Stored data entries:
## Begin
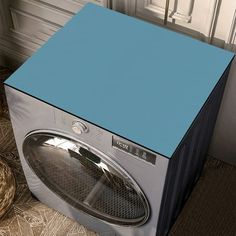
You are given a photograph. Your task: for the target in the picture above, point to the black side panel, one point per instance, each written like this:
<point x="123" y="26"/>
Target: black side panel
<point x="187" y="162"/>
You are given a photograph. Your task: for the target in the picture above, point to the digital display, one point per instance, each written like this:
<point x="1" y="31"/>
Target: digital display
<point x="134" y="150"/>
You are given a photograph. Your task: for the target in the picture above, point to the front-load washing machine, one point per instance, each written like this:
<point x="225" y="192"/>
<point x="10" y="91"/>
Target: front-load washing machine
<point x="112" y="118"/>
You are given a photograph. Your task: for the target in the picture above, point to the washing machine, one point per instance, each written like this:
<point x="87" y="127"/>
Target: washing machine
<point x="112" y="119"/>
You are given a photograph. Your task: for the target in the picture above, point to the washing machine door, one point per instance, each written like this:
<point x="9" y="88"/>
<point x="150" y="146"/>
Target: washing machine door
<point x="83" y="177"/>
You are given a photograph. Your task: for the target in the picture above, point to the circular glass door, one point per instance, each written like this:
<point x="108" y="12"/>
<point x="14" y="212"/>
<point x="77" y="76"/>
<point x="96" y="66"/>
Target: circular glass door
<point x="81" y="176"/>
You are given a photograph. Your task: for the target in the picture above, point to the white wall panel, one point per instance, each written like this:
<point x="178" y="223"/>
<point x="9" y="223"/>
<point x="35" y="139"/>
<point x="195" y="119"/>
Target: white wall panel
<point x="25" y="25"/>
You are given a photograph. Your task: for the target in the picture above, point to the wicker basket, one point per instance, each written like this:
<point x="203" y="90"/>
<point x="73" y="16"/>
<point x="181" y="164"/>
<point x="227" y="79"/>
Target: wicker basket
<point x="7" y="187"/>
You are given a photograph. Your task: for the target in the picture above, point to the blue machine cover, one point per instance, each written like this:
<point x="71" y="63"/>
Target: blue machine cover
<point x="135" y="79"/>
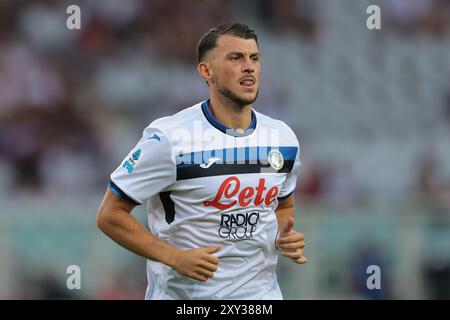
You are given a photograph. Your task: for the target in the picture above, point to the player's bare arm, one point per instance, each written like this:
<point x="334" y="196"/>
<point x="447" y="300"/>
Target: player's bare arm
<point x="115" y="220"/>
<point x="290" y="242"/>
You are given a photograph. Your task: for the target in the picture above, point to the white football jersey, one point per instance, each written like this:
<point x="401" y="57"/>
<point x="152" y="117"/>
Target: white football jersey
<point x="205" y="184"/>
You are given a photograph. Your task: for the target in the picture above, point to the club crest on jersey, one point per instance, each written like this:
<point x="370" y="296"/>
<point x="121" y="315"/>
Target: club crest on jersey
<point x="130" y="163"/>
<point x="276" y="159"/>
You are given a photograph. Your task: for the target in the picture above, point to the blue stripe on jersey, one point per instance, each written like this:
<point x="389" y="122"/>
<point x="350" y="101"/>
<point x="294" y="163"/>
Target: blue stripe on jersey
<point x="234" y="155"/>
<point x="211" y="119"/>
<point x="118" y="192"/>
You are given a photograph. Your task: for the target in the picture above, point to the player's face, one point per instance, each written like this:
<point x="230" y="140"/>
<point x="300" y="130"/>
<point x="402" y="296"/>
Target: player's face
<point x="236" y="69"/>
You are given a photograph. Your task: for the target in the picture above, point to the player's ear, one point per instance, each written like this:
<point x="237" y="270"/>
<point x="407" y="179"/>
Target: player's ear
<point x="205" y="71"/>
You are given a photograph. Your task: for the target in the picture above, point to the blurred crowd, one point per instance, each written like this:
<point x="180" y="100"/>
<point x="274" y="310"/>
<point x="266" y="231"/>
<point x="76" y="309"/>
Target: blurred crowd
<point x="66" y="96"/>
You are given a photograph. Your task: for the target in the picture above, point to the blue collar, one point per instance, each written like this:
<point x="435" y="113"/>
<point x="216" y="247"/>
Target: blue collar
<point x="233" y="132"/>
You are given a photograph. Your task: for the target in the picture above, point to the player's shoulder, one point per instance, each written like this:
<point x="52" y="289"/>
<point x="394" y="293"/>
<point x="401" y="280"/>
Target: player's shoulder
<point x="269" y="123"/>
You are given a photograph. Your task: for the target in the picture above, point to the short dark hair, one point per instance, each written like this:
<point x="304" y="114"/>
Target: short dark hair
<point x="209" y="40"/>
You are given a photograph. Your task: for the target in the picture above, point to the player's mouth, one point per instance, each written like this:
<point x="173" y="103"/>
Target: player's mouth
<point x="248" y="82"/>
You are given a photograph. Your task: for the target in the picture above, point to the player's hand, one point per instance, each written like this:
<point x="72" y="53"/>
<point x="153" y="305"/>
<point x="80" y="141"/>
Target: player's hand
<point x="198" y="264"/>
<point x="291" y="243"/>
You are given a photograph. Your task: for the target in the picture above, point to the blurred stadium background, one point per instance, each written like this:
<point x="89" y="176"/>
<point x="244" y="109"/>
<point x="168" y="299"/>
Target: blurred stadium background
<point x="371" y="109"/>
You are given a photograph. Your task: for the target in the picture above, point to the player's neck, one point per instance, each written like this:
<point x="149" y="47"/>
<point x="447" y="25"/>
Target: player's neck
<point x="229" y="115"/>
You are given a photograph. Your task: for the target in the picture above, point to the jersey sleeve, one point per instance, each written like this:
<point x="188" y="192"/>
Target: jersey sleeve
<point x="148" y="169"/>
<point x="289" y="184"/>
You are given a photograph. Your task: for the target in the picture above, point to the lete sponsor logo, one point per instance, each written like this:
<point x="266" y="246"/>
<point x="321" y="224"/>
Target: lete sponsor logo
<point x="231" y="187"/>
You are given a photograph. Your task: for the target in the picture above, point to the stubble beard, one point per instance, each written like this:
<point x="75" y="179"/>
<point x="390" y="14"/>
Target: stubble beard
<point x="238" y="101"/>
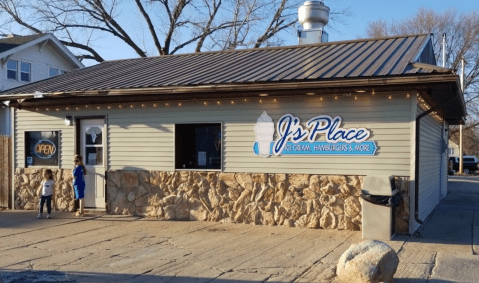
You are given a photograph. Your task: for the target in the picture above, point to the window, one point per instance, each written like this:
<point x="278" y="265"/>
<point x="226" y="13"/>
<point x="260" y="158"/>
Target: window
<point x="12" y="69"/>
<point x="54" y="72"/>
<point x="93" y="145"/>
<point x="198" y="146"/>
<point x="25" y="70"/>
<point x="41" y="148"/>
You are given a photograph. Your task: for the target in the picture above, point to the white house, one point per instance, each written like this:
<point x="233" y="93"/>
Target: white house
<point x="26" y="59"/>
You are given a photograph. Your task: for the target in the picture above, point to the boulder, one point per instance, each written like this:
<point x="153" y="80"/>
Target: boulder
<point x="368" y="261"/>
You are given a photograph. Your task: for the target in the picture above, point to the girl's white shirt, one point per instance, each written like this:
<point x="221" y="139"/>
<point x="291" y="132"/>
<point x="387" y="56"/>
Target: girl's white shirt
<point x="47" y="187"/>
## End
Written problem: All of the data above should be transcribed verbatim, with pictures omitted.

Written solution:
You are given a photograph. Your task: for the target in the picture above, point to the black side panel, one point per instance, each written like this:
<point x="123" y="26"/>
Target: black side panel
<point x="187" y="162"/>
You are given a photograph. Your task: for the target in the picture above, point to the digital display, one point per instance, each written like this:
<point x="1" y="31"/>
Target: digital display
<point x="134" y="150"/>
You are given a photograph. Your task: for the target in the picture above, point to the front-load washing machine, one point per instance, each written like this:
<point x="225" y="192"/>
<point x="10" y="91"/>
Target: front-load washing machine
<point x="112" y="118"/>
You are given a photograph. Your task: for the target in the picture above, point to the washing machine, one point per instance, each written like this:
<point x="87" y="127"/>
Target: washing machine
<point x="112" y="119"/>
You are given a photograph. Your task: for the target in the picture above, point to the washing machine door, one point per instance, each written like this:
<point x="9" y="88"/>
<point x="150" y="146"/>
Target: washing machine door
<point x="83" y="177"/>
You are given a photograph. Your task: for the target in the picture above, point to the circular glass door, one point per instance, each written like this:
<point x="108" y="12"/>
<point x="14" y="212"/>
<point x="77" y="76"/>
<point x="96" y="66"/>
Target: circular glass door
<point x="81" y="176"/>
You are given a photograph. Your task: for the target in the picture above, point to the white wall panel, one point per instance, each written like this:
<point x="178" y="223"/>
<point x="9" y="223"/>
<point x="35" y="139"/>
<point x="195" y="119"/>
Target: white wall panel
<point x="25" y="25"/>
You are given a photograph. Your task: for the target in the picture above, point to the wicker basket, one point per instance, each written like this:
<point x="203" y="90"/>
<point x="73" y="16"/>
<point x="181" y="164"/>
<point x="227" y="79"/>
Target: wicker basket
<point x="7" y="187"/>
You are given a photograph. Your task: for the target in the picture above, point to the blue machine cover, one point per instance, each written like this:
<point x="71" y="63"/>
Target: blue machine cover
<point x="135" y="79"/>
You are given a photograph. Your task: for the target in the picture above, point to the player's bare arm, one point per instance, each written like this:
<point x="334" y="196"/>
<point x="447" y="300"/>
Target: player's bare arm
<point x="115" y="220"/>
<point x="290" y="242"/>
You are given a photograph. Your task: for the target in the picture above, point to the white football jersey, one point per instance, each written like this:
<point x="401" y="57"/>
<point x="152" y="117"/>
Target: white football jersey
<point x="205" y="184"/>
You are given a photograph. Your task: for the target in the picture above, point to the club crest on jersey, one point per instance, each written like this:
<point x="370" y="296"/>
<point x="121" y="315"/>
Target: club crest on jersey
<point x="130" y="163"/>
<point x="276" y="159"/>
You are given a photograph. Your task: for the target in the picture above, point to the blue stripe on jersey, one point per instance, each written like this:
<point x="389" y="122"/>
<point x="350" y="101"/>
<point x="294" y="163"/>
Target: blue stripe on jersey
<point x="234" y="155"/>
<point x="211" y="119"/>
<point x="118" y="192"/>
You are given a photograph. Your task: for the target in the picture above, point to the player's face, one point per instance, each written like this:
<point x="230" y="140"/>
<point x="300" y="130"/>
<point x="402" y="296"/>
Target: player's face
<point x="236" y="69"/>
You are given a photograph. Your task: for the target in the picture above, point to the player's ear, one point per instance, each written like this:
<point x="237" y="270"/>
<point x="407" y="179"/>
Target: player's ear
<point x="205" y="71"/>
You are given a photograph. Your task: for the target in the picture above, point to the blurred crowd, one point per instance, each written like this:
<point x="180" y="100"/>
<point x="274" y="310"/>
<point x="266" y="231"/>
<point x="76" y="309"/>
Target: blurred crowd
<point x="66" y="96"/>
You are given a photograph. Your task: for the target in the picture above, point to the blue collar, one point per instance, each written like this:
<point x="435" y="113"/>
<point x="216" y="247"/>
Target: blue collar
<point x="233" y="132"/>
You are given a photograph. Your task: for the target in the picture above, point to the player's shoulder, one point per instance, each written like this:
<point x="52" y="289"/>
<point x="394" y="293"/>
<point x="401" y="280"/>
Target: player's shoulder
<point x="269" y="123"/>
You are given a photograph. Your task: for the target in the picture above, point to the short dark hair, one point per instance, each written like this:
<point x="304" y="114"/>
Target: short dark hair
<point x="209" y="40"/>
You are given a photograph. Your task: for the target in the picture above, point to the player's mouth, one point per instance, each written like this:
<point x="173" y="103"/>
Target: player's mouth
<point x="248" y="82"/>
You are given a photograph. Your task: for the target in the picture above, point to the player's hand, one point per instance, each written like this:
<point x="72" y="53"/>
<point x="153" y="305"/>
<point x="80" y="141"/>
Target: player's hand
<point x="198" y="264"/>
<point x="291" y="243"/>
You are given a photograph. Your task: for the target in the picture above, point to the blurred stadium background, one point per instance, each written like this:
<point x="89" y="176"/>
<point x="244" y="109"/>
<point x="168" y="299"/>
Target: blurred stadium background
<point x="371" y="109"/>
You are given a photograph. Your task: for the target in the picture above, point to the player's neck, one point per instance, each written like this:
<point x="149" y="47"/>
<point x="447" y="25"/>
Target: player's neck
<point x="229" y="115"/>
You are given a photograph. Your task: for the target in the picture above, point to the jersey sleeve, one point per instance, each written like this:
<point x="188" y="192"/>
Target: jersey sleeve
<point x="148" y="169"/>
<point x="289" y="184"/>
You are given a photograph. Your task: for the target in the picture above, point to the lete sponsor logo, one point per instance, each written like this:
<point x="266" y="246"/>
<point x="321" y="224"/>
Target: lete sponsor logo
<point x="231" y="187"/>
You are given a photograph. Your task: for the target in the picture above, point to the stubble beard, one point per instance, each written like this:
<point x="75" y="179"/>
<point x="390" y="14"/>
Target: stubble beard
<point x="238" y="101"/>
You are given a photograph. Your task: for the target in the picture above, point to the window, one point per instance, each written like this:
<point x="278" y="265"/>
<point x="226" y="13"/>
<point x="260" y="158"/>
Target: window
<point x="12" y="69"/>
<point x="54" y="72"/>
<point x="93" y="145"/>
<point x="198" y="146"/>
<point x="25" y="70"/>
<point x="41" y="148"/>
You are given a photograph. Your task: for the target in the picture above, point to the white house, one point per instance, each written like this:
<point x="233" y="93"/>
Target: white house
<point x="26" y="59"/>
You are given a photograph. Your task: for the target in the picture above, point to the boulder, one point per instance, each written like this:
<point x="153" y="80"/>
Target: boulder
<point x="368" y="261"/>
You are given a photograph. Your task: for the target in the picture above, point to the girl's white shirt, one point per instance, each written like this:
<point x="221" y="139"/>
<point x="291" y="132"/>
<point x="387" y="56"/>
Target: girl's white shirt
<point x="47" y="187"/>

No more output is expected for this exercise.